* Exercise:
Render everything from the line containing "Could you point to the white" down to the end of the listing as a Markdown table with the columns Row and Line. Number each line and leave out any blank lines.

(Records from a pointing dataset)

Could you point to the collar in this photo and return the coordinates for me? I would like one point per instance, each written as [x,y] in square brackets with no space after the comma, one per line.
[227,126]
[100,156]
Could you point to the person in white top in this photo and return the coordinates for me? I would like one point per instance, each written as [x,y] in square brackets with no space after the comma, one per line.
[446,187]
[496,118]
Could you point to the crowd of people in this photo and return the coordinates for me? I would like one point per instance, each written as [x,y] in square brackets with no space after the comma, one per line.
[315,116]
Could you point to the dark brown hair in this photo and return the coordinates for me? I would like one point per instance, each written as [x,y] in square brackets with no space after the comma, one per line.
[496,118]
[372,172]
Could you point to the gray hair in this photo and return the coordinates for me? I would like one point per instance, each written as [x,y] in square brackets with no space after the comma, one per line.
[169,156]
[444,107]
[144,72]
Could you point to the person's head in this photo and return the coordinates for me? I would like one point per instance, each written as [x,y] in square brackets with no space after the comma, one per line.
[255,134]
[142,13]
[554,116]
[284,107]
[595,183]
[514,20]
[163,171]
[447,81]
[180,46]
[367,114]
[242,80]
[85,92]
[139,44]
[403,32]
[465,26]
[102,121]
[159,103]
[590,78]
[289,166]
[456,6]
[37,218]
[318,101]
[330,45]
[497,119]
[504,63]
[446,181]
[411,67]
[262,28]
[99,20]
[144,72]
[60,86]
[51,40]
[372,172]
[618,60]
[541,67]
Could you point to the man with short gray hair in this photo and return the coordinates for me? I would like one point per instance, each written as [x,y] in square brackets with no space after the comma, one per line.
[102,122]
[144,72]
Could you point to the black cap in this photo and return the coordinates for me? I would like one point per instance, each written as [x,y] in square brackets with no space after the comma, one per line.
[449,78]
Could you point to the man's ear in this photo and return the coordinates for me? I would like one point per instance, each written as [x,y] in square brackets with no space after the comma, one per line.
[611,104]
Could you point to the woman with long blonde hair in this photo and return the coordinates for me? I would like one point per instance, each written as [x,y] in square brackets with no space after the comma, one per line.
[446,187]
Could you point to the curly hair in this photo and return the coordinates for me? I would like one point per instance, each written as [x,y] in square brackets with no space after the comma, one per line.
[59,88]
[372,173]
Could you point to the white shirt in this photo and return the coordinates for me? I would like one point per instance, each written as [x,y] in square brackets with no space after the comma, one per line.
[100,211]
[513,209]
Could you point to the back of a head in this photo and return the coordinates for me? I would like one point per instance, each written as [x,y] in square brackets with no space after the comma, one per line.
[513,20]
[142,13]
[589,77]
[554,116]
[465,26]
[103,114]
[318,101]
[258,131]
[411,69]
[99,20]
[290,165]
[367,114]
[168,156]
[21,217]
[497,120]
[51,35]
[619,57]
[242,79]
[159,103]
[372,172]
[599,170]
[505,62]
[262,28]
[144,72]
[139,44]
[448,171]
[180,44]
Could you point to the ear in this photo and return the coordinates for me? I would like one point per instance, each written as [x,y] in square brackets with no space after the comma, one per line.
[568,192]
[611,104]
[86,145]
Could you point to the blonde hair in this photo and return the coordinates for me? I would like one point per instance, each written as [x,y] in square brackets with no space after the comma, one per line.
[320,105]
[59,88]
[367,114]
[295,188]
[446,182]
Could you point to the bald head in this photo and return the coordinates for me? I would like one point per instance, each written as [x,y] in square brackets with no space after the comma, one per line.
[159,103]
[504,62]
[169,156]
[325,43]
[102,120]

* Task answer:
| Row | Line |
|---|---|
| 1 | Could you point to the white shirt in this photo and return the coordinates for me? I would like one point per instance, each written as [x,y] in square brackets with no space after the comma, one per line. |
| 2 | [100,211] |
| 3 | [513,209] |
| 4 | Could you point to the back of a head in this photo and return the coordinates for me? I would like one point per instance, each written as [x,y] in square brackets with no space after the comma, one per line. |
| 5 | [513,20] |
| 6 | [142,13] |
| 7 | [589,77] |
| 8 | [554,116] |
| 9 | [465,26] |
| 10 | [103,114] |
| 11 | [318,101] |
| 12 | [258,131] |
| 13 | [411,69] |
| 14 | [99,20] |
| 15 | [290,165] |
| 16 | [367,114] |
| 17 | [168,156] |
| 18 | [21,217] |
| 19 | [497,120] |
| 20 | [51,35] |
| 21 | [619,57] |
| 22 | [242,79] |
| 23 | [159,103] |
| 24 | [372,172] |
| 25 | [599,170] |
| 26 | [505,62] |
| 27 | [262,28] |
| 28 | [144,72] |
| 29 | [139,44] |
| 30 | [448,171] |
| 31 | [180,44] |
| 32 | Could you point to the ear in this photo and return the coordinates for me? I would like one point per instance, each written as [x,y] in square brackets with no space after the comma, one per line. |
| 33 | [568,192] |
| 34 | [611,104] |
| 35 | [86,145] |
| 36 | Could you point to the blonde hair in this photo and return the coordinates for me? I would like one point per instance, each written as [x,y] in square brackets with no space after the comma, one per line. |
| 37 | [320,105] |
| 38 | [59,88] |
| 39 | [367,114] |
| 40 | [295,188] |
| 41 | [446,182] |
| 42 | Could you point to the bald head in this photo and return the coordinates for me? I would like one point per instance, each written as [x,y] in square brackets with no space after the comma, one per line. |
| 43 | [159,103] |
| 44 | [504,62] |
| 45 | [169,156] |
| 46 | [325,43] |
| 47 | [102,120] |